REQUEST ::
Without the pictures, repeat the listing character for character.

[Records from a point labeling set]
'''

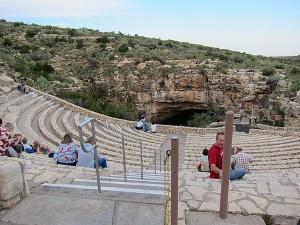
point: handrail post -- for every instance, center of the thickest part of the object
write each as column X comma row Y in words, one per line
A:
column 141, row 150
column 174, row 180
column 154, row 161
column 226, row 164
column 96, row 156
column 124, row 157
column 160, row 160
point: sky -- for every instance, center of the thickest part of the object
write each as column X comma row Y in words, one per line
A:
column 258, row 27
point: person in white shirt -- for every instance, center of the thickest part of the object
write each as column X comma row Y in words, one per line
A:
column 86, row 159
column 153, row 128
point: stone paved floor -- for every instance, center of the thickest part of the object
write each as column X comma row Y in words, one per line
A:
column 276, row 193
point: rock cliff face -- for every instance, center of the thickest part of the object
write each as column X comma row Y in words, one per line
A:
column 165, row 95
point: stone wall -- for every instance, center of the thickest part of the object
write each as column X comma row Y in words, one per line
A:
column 13, row 186
column 271, row 130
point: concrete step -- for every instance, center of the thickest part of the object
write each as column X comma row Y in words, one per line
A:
column 151, row 183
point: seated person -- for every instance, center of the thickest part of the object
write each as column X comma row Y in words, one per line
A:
column 139, row 125
column 28, row 148
column 145, row 124
column 153, row 128
column 87, row 159
column 40, row 148
column 6, row 139
column 203, row 162
column 67, row 151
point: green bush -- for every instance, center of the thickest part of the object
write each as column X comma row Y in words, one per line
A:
column 72, row 32
column 31, row 33
column 222, row 67
column 131, row 43
column 103, row 39
column 7, row 42
column 272, row 82
column 123, row 48
column 268, row 71
column 79, row 44
column 25, row 49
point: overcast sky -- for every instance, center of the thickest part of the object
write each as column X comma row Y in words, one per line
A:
column 259, row 27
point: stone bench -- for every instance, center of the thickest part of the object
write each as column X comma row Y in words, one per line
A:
column 13, row 186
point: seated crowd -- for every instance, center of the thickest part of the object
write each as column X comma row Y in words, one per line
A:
column 69, row 154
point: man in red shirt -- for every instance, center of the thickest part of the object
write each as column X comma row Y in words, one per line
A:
column 215, row 160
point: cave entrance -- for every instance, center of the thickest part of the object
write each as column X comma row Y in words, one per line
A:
column 180, row 118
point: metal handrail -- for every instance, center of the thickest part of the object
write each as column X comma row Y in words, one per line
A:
column 121, row 132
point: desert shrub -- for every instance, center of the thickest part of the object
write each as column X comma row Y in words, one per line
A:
column 103, row 39
column 162, row 84
column 60, row 39
column 131, row 42
column 31, row 33
column 222, row 67
column 7, row 42
column 295, row 86
column 202, row 70
column 158, row 58
column 268, row 71
column 25, row 49
column 295, row 70
column 238, row 59
column 272, row 82
column 169, row 44
column 72, row 32
column 79, row 44
column 123, row 48
column 279, row 66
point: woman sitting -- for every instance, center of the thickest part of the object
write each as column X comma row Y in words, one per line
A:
column 40, row 148
column 67, row 151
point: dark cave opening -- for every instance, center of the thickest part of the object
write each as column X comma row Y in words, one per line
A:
column 180, row 118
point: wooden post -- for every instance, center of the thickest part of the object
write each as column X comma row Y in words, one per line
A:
column 174, row 180
column 226, row 164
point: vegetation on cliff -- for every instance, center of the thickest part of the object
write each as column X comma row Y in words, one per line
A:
column 81, row 65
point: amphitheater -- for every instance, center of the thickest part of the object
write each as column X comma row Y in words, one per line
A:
column 272, row 188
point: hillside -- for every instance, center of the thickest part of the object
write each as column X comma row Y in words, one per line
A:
column 118, row 74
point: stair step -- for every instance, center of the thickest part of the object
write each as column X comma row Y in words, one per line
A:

'''

ANSWER IN FULL ::
point: handrail post -- for every instance, center of the thickest part of the object
write each as column X comma row Y in words, one per line
A:
column 141, row 150
column 174, row 180
column 154, row 161
column 226, row 164
column 96, row 156
column 124, row 157
column 160, row 160
point: sky -- for every instance, center of the thickest part of the object
write each as column X comma row Y in words, one per line
A:
column 258, row 27
point: person in white shirt -- for every instance, center of the thickest part of the object
write each as column X comma row Y in words, one per line
A:
column 86, row 159
column 153, row 128
point: stone paved floor -- for every instance, center of the thickest part of the object
write each as column X comma row Y in words, one per line
A:
column 276, row 193
point: rock cliff face -- for every instance, center of the thickest part of the object
write each as column X comma row Y in words, one per line
A:
column 165, row 95
point: stone wall -- for every instance, center of the thickest part of the object
write each as column X comma row Y in words, one per line
A:
column 13, row 186
column 271, row 130
point: concrete step -- for every instance, center of the thickest part of the object
write each as column X comma row Y in words, one per line
A:
column 151, row 183
point: seated person -- for every instance, center of the thickest part of the object
write each as column X comma row Y in words, one per line
A:
column 139, row 125
column 28, row 148
column 145, row 124
column 153, row 128
column 87, row 159
column 40, row 148
column 6, row 139
column 203, row 162
column 67, row 151
point: green bush -- for every instance, center of the thickest part of the object
write each as column X comma row Y in words, one per line
A:
column 72, row 32
column 31, row 33
column 222, row 67
column 131, row 43
column 103, row 39
column 7, row 42
column 272, row 82
column 123, row 48
column 268, row 71
column 79, row 44
column 25, row 49
point: overcast sky -- for every instance, center of the thickest part of the object
write each as column X comma row Y in words, one per line
A:
column 259, row 27
point: stone bench -- for every instance, center of the thickest part of the object
write each as column X comma row Y in words, one per line
A:
column 13, row 186
point: seated crowd -- for every instance, center of the thickest part of the object
write each as column X comma row Y in words, one per line
A:
column 69, row 154
point: man in red shirt -- for every instance, center of the thickest part of the object
write each as column X comma row Y in words, one per line
A:
column 215, row 160
point: cave entrance -- for every instance, center of the thickest part of the object
write each as column X comma row Y in words, one per line
A:
column 180, row 118
point: metal handrail -- for every instance, center of the thickest part of the object
write each as column X comma row Y in words, one per line
A:
column 121, row 132
point: desert shrub -- for every instance, center of the thickest part of the object
write each as column X comma row Y in words, one per line
A:
column 103, row 39
column 162, row 84
column 60, row 39
column 131, row 42
column 31, row 33
column 222, row 67
column 7, row 42
column 295, row 86
column 202, row 70
column 158, row 58
column 268, row 71
column 25, row 49
column 295, row 70
column 238, row 59
column 272, row 82
column 169, row 44
column 72, row 32
column 79, row 44
column 123, row 48
column 279, row 66
point: woman sitting -- for every instance, center of the thickest part of the object
write each as column X comma row Y in words, one per line
A:
column 40, row 148
column 67, row 151
point: dark cave opening -- for every instance, center of the thickest part of the object
write each as column X comma row Y in words, one per line
A:
column 180, row 118
point: wooden post -- for every instance, center of the thickest part of the object
write each as column X comma row Y in words, one per line
A:
column 174, row 180
column 226, row 164
point: vegetation on cliff -- for every instance, center of the thickest part of the object
write each as column X comma row Y in words, one per line
A:
column 81, row 65
point: amphitheater -- for every instance, center of the thickest part of the object
write each as column X comma row Y in words, one per line
A:
column 272, row 188
point: hillside -- for every instance, center of the thickest part of the object
write each as column X comma row Y in words, one per line
A:
column 118, row 74
point: stair step -- for every instance, center of the thickest part of the object
write each as column X comma row Y in words, one per line
A:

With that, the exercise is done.